- **Work item**: Type out every line below exactly as it reads.

(Referring expression data)
━━━

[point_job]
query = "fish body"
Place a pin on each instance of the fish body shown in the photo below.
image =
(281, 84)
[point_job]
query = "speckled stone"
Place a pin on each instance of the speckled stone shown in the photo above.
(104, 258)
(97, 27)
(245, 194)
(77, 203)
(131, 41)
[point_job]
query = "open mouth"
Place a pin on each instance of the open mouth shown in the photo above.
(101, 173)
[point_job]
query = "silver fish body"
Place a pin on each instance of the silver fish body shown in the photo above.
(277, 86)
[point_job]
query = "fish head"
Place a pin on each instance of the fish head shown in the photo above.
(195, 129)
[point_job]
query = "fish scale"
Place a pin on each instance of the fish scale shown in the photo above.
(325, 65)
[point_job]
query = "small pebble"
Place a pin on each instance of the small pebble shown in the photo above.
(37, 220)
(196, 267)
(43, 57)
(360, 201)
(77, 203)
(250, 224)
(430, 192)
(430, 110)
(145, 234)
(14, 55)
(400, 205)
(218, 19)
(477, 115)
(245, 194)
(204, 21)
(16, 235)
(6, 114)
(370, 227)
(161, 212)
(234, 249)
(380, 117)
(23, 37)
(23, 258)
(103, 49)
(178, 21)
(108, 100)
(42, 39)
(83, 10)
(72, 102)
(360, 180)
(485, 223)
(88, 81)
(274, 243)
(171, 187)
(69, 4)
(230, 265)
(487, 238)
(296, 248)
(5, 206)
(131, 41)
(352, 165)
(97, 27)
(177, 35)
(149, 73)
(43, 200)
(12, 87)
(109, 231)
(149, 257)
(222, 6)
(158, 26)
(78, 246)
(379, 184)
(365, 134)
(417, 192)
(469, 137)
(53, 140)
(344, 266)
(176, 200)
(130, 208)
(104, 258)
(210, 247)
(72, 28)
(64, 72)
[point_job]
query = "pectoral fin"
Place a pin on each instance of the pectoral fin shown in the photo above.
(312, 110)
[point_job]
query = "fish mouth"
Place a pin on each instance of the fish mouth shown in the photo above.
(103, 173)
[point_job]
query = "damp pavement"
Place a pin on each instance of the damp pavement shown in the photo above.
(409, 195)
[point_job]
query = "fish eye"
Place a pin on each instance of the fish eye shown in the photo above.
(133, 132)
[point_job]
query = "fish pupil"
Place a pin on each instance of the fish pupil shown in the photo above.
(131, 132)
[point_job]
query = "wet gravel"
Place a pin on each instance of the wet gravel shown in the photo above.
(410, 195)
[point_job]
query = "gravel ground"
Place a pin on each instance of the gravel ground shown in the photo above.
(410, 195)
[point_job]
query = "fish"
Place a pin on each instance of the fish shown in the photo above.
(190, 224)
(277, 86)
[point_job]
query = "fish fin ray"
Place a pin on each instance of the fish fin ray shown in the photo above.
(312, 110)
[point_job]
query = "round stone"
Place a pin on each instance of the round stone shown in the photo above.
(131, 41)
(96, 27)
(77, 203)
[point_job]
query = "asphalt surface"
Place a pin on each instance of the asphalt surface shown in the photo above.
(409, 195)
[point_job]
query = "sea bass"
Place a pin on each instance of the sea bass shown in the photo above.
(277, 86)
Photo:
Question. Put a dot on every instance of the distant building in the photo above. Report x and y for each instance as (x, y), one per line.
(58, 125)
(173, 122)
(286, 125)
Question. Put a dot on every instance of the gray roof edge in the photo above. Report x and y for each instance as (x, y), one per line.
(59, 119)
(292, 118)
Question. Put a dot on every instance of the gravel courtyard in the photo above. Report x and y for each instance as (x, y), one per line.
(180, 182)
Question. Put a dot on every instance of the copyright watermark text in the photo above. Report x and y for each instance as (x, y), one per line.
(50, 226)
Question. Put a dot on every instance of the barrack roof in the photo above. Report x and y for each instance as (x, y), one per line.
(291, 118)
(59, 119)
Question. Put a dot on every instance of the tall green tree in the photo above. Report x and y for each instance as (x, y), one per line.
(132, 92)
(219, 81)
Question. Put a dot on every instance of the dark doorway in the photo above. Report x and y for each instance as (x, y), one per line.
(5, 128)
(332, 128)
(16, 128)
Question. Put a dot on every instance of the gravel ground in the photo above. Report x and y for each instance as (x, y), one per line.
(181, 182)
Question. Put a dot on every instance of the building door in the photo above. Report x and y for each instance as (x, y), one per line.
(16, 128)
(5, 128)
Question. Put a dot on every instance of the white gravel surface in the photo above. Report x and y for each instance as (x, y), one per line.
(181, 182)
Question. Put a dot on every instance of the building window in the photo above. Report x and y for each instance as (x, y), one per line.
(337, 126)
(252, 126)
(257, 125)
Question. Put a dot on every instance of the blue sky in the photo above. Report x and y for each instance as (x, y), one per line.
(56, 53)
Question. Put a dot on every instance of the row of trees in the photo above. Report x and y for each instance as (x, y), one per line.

━━━

- **Solution below**:
[point_job]
query = "fish body"
Place a pin on each instance of the fish body shown in the photo below.
image =
(281, 84)
[point_job]
query = "speckled stone"
Place a pin on each instance of the speckled stone shown in the photo above.
(104, 258)
(97, 27)
(245, 194)
(77, 203)
(131, 41)
[point_job]
query = "open mouth"
Place a pin on each instance of the open mouth shown in the photo above.
(101, 173)
[point_job]
query = "silver fish body"
Place a pin on each instance of the silver fish body shown in the photo above.
(277, 86)
[point_job]
query = "fish head"
Place a pin on each instance of the fish head shown in the photo above.
(195, 129)
[point_job]
query = "fish scale"
Place a pin on each instance of the fish scale shown in the photo above.
(325, 65)
[point_job]
query = "small pebble"
Place a pin on each instance of the small pebble shown in the photo above.
(37, 220)
(196, 267)
(43, 57)
(360, 201)
(77, 203)
(250, 224)
(430, 192)
(430, 110)
(145, 234)
(14, 55)
(400, 205)
(218, 19)
(477, 115)
(245, 194)
(204, 21)
(16, 235)
(6, 114)
(370, 227)
(161, 212)
(234, 249)
(380, 117)
(23, 37)
(23, 258)
(103, 49)
(178, 21)
(108, 100)
(42, 39)
(83, 10)
(72, 102)
(360, 180)
(485, 223)
(88, 81)
(274, 243)
(171, 187)
(69, 4)
(230, 265)
(487, 238)
(296, 248)
(5, 206)
(131, 41)
(352, 165)
(97, 27)
(177, 35)
(149, 73)
(43, 200)
(12, 87)
(109, 231)
(149, 257)
(222, 6)
(158, 26)
(78, 246)
(379, 184)
(365, 134)
(417, 192)
(469, 137)
(53, 140)
(344, 266)
(176, 200)
(130, 208)
(104, 258)
(210, 247)
(72, 28)
(64, 72)
[point_job]
query = "pectoral fin"
Place a pin on each instance of the pectoral fin shown in the photo above.
(312, 110)
[point_job]
query = "fish mouth"
Place a pin on each instance of the fish mouth shown in the photo above.
(103, 173)
[point_job]
query = "damp pavement"
Place a pin on each instance of the damp pavement shown in the photo above.
(409, 195)
[point_job]
query = "fish eye"
Place a pin on each instance of the fish eye shown in the photo above.
(133, 132)
[point_job]
query = "fish pupil"
Place a pin on each instance of the fish pupil shown in the photo above.
(131, 132)
[point_job]
query = "wet gravel"
Place a pin on each instance of the wet gravel shown in the photo above.
(410, 195)
[point_job]
query = "gravel ground"
Place a pin on each instance of the gravel ground shown in the photo above.
(410, 195)
[point_job]
query = "fish"
Place a pin on each instance of the fish shown in the photo above.
(190, 224)
(277, 86)
[point_job]
query = "fish fin ray"
Place a pin on each instance of the fish fin ray shown in the photo above.
(312, 110)
[point_job]
query = "round stone"
Place a pin on each instance of the round stone shown in the photo above.
(131, 41)
(96, 27)
(77, 203)
[point_job]
query = "asphalt surface"
Place a pin on each instance of the asphalt surface shown in the photo above.
(409, 195)
[point_job]
query = "sea bass"
Place a pin on each instance of the sea bass shown in the photo above.
(277, 86)
Photo:
Question. Put a dot on every instance of the distant building in the photo above. Report x and y for each instance as (x, y), one per line.
(58, 125)
(173, 122)
(286, 125)
Question. Put a dot on every instance of the gray roof edge in the photo above. Report x and y for each instance as (x, y), one per line.
(59, 119)
(292, 118)
Question. Put a dot on every instance of the gravel courtyard in the photo above. Report x and y for each instance as (x, y), one per line.
(180, 182)
Question. Put a dot on every instance of the copyright watermark text in the photo above. Report x and y for each instance as (x, y), one per line.
(50, 226)
Question. Put a dot on every instance of the barrack roof in the photo above. Report x and y for each instance as (x, y), one per line.
(291, 118)
(59, 119)
Question. Put a dot on every instance of the tall green tree in the photo above. Report x and y for each instance as (x, y), one per line.
(132, 92)
(219, 81)
Question. Put a dot on every instance of the dark doorway in the photo above. Report x and y for each instance as (x, y), one per line.
(5, 128)
(332, 128)
(16, 128)
Question. Put a dot on every instance of the gravel ground in the photo above. Report x and y for each instance as (x, y), one per line.
(181, 182)
Question. Put a dot on every instance of the building door in the photo above. Report x and y for each instance as (x, y), one per line.
(16, 128)
(5, 128)
Question. Put a dot on every instance of the white gravel surface in the photo above. Report x and y for each instance as (x, y), one per line.
(181, 182)
Question. Put a dot on every instance of the building window in the photo above. Report x and y for each instance as (x, y), one per line.
(337, 126)
(252, 126)
(257, 125)
Question. Put a dot on every instance of the blue sky in the photo above. Report x and y for each instance as (x, y), one per line.
(56, 53)
Question. Put a dot on every instance of the row of trees in the photo above. Report x and y for each instance as (x, y), one per line.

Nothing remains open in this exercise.